**What the task asks**
Everything in the data must be repeated exactly, apart from the pictures, which are left out.

**Information supplied**
····················
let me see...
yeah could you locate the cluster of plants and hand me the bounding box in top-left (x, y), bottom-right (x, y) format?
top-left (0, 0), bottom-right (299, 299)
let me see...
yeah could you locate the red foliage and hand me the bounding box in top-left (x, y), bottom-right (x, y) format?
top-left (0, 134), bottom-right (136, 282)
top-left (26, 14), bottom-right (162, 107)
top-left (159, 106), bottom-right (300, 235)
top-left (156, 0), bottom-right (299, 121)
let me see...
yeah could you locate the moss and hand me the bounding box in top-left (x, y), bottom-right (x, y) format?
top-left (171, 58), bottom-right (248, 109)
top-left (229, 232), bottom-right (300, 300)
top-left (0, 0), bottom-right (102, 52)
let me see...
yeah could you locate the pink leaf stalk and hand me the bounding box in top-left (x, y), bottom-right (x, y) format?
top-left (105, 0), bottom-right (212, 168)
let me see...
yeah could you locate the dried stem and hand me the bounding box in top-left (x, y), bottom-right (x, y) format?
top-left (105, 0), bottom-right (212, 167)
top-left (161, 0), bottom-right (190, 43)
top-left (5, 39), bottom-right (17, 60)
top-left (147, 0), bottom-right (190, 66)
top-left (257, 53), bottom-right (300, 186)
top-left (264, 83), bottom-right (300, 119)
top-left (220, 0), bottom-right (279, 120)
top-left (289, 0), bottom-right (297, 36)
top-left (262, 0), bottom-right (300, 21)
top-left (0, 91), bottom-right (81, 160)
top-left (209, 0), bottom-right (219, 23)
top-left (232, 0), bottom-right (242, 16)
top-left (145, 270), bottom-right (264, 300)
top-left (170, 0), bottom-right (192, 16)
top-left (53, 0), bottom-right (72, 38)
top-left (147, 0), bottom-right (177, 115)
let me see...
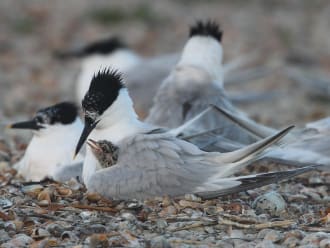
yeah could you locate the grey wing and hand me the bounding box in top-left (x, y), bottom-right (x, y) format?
····················
**Output of the exercise**
let me see...
yeah could you locate the cluster of plants and hand me the bounding box in top-left (x, y), bottom-right (x, y) format?
top-left (0, 0), bottom-right (299, 299)
let me see...
yeah could you locate the red foliage and hand me the bounding box in top-left (x, y), bottom-right (x, y) format?
top-left (0, 134), bottom-right (136, 282)
top-left (26, 14), bottom-right (162, 107)
top-left (159, 106), bottom-right (300, 235)
top-left (156, 0), bottom-right (299, 121)
let me see...
yeah could you locate the moss and hand me the bounding box in top-left (x, y), bottom-right (x, y) format?
top-left (171, 58), bottom-right (248, 109)
top-left (229, 232), bottom-right (300, 300)
top-left (0, 0), bottom-right (102, 52)
let me see...
yeah could you locate the pink leaf stalk and hand me the bounding box in top-left (x, y), bottom-right (x, y) format?
top-left (105, 0), bottom-right (212, 168)
let me see...
yeah could you locate the dried stem and hand me the bounding box in top-left (x, y), bottom-right (x, y) format?
top-left (105, 0), bottom-right (212, 167)
top-left (161, 0), bottom-right (190, 43)
top-left (5, 39), bottom-right (17, 60)
top-left (147, 0), bottom-right (190, 66)
top-left (257, 53), bottom-right (300, 186)
top-left (264, 83), bottom-right (300, 119)
top-left (220, 0), bottom-right (279, 120)
top-left (289, 0), bottom-right (297, 36)
top-left (262, 0), bottom-right (300, 21)
top-left (0, 91), bottom-right (81, 160)
top-left (209, 0), bottom-right (219, 23)
top-left (232, 0), bottom-right (242, 16)
top-left (145, 270), bottom-right (264, 300)
top-left (170, 0), bottom-right (192, 16)
top-left (53, 0), bottom-right (72, 38)
top-left (147, 0), bottom-right (177, 115)
let me see...
yeah could you locate the grey wing and hand me the bounding box in top-left (x, y), bottom-right (x, y) format?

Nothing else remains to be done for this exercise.